**Text section**
@d31ma/fylo
v26.21.2
Published
<p align="center"> <strong style="font-size: 2em;">FYLO</strong><br/> <em>A Bun-native document store with zero-payload prefix indexes.</em> </p>
Maintainers
Readme
Table of Contents
- Why FYLO?
- Quick Start
- Architecture
- Configuration
- CRUD Operations
- Querying
- Schema Versioning
- Encryption
- Auth & Row-Level Security
- WORM Mode
- Syncing & Replication
- Local Queue
- CLI & Machine Interface
- Recovery & Rebuild
- Limitations
- License
Why FYLO?
FYLO trades complexity for clarity. Documents are plain JSON files on disk. Indexes are zero-byte key entries that accelerate queries without duplicating data. If the index ever drifts, FYLO rebuilds it from the documents — the files are always the source of truth.
| Principle | Implementation |
| ------------------------------------ | ------------------------------------------------------------- |
| Documents are truth | One .json file per document, sharded by TTID prefix |
| Indexes are accelerators | Zero-payload prefix keys in a sorted catalog file |
| Rebuildable, not sacred | rebuildCollection() reconstructs indexes from documents |
| Bun-native, zero-dependency core | bun:sqlite, Bun.mmap(), Bun.S3Client — no native addons |
| Filesystem-first | One engine. Sync to S3/GCS is your deployment choice |
Quick Start
bun add @d31ma/fyloimport Fylo from '@d31ma/fylo'
const db = new Fylo({ root: '/mnt/fylo' })

**Work to complete**
1. According to the FYLO readme, what does FYLO do if the index ever drifts?
2. Reproduce the part of the FYLO readme starting at "FYLO trades complexity" and ending at "source of truth.".
3. What principles does the Principle column of the table in the FYLO readme list?

(Records of labeled points)
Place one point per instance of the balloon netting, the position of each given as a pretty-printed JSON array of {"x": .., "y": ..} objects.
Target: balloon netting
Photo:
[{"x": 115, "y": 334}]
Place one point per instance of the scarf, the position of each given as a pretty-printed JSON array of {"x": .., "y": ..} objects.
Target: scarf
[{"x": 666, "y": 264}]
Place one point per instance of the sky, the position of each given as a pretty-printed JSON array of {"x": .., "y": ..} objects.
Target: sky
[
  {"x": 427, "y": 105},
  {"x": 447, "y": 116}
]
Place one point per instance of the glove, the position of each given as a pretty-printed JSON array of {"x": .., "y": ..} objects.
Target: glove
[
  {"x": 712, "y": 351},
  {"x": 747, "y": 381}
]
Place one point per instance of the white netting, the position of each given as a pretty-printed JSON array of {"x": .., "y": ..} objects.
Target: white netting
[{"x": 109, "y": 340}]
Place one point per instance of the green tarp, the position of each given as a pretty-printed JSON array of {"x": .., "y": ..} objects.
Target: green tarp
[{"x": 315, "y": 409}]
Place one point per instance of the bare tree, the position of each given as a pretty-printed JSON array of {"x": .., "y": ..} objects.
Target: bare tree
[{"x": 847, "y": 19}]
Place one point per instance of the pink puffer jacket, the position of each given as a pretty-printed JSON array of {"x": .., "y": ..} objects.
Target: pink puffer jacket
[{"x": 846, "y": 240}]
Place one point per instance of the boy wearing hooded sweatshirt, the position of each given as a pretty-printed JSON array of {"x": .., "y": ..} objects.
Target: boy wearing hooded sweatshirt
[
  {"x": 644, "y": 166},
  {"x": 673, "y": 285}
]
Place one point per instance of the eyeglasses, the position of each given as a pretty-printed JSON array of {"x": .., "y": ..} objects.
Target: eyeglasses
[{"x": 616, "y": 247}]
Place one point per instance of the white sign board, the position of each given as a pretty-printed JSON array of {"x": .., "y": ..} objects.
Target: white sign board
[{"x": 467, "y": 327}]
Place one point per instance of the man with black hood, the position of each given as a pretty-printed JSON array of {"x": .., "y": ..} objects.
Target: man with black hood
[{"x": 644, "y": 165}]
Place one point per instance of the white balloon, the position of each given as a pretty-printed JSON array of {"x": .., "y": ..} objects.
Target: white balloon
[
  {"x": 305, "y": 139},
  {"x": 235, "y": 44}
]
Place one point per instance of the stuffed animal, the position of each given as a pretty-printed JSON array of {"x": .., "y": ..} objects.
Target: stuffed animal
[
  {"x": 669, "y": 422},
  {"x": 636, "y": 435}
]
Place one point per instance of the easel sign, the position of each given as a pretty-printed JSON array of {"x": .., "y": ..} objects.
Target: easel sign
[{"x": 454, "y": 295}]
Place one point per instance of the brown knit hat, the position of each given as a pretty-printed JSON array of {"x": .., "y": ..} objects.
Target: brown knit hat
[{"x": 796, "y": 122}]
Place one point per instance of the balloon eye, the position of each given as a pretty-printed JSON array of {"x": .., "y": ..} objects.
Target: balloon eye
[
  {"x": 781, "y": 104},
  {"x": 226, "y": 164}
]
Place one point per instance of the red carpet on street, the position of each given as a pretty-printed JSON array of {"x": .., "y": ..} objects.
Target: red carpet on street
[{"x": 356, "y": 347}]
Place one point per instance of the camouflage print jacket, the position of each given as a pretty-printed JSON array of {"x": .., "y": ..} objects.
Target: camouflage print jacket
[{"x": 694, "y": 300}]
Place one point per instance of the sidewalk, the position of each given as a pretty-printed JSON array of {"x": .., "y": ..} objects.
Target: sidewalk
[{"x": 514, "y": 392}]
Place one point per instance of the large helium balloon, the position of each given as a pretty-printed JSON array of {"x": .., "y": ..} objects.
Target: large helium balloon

**Answers for this exercise**
1. It rebuilds the index from the documents.

2.
FYLO trades complexity for clarity. Documents are plain JSON files on disk. Indexes are zero-byte key entries that accelerate queries without duplicating data. If the index ever drifts, FYLO rebuilds it from the documents — the files are always the source of truth.

3.
- Documents are truth
- Indexes are accelerators
- Rebuildable, not sacred
- Bun-native, zero-dependency core
- Filesystem-first